> **Task directions**: Rewrite the portion of the listing that opens with the line containing "For each instance of the church" and closes with the line containing "For each instance of the tree", substituting "largest circle" for every occurrence of "biggest circle" and keeping all other text unchanged. Omit the pictures from the result.
________
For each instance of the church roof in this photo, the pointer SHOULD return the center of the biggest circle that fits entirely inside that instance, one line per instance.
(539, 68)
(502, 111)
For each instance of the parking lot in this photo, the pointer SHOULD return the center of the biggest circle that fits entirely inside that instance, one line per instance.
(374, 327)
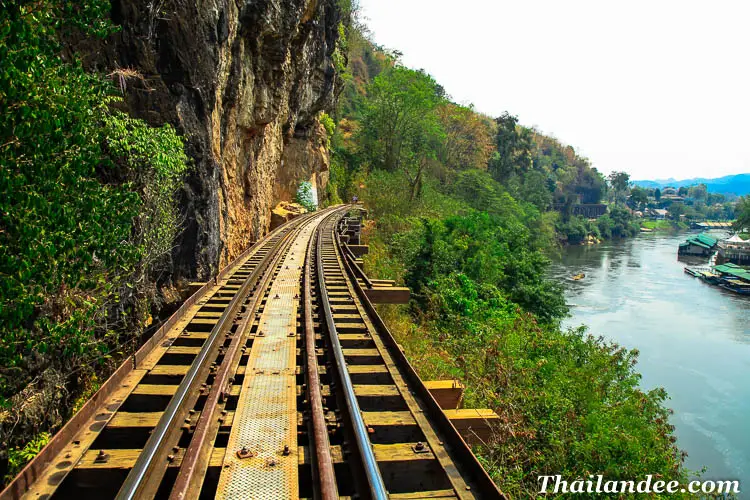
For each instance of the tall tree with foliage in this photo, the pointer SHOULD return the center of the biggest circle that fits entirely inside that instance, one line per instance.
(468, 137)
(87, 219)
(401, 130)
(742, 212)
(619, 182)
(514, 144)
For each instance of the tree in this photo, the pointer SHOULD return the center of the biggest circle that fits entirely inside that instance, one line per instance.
________
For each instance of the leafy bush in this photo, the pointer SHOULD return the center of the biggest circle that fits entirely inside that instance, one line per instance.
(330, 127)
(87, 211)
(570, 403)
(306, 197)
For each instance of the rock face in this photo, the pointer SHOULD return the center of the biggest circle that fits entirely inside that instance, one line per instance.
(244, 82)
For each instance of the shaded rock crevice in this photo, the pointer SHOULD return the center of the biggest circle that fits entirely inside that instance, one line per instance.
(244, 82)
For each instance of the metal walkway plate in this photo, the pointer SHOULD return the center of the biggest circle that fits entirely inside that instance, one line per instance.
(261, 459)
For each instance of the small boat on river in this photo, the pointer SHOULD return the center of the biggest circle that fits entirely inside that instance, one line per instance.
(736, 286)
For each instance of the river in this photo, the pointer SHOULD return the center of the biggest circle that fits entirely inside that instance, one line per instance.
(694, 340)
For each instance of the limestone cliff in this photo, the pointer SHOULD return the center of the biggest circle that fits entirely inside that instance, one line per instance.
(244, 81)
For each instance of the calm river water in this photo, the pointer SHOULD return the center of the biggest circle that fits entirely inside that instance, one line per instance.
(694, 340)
________
> **Final result**:
For each instance of the church roof in this photo, the pointer SHOULD return the center of the largest circle that fits entirely inside that instance, one line per instance.
(539, 68)
(502, 111)
For each instance of the parking lot in this photo, the pointer SHOULD return the center of the largest circle that fits entirely inside that instance, one line per instance.
(374, 327)
For each instance of the tall tree with foliage in this photo, the pointer SHOULD return the center of the largest circle that fits entirely inside that instance, one line per instance.
(468, 137)
(87, 219)
(401, 130)
(742, 212)
(619, 182)
(514, 144)
For each instance of the tree in this photo, the pointer SHOULD return the center of the largest circle that fits entirely inside that instance, one line per instance.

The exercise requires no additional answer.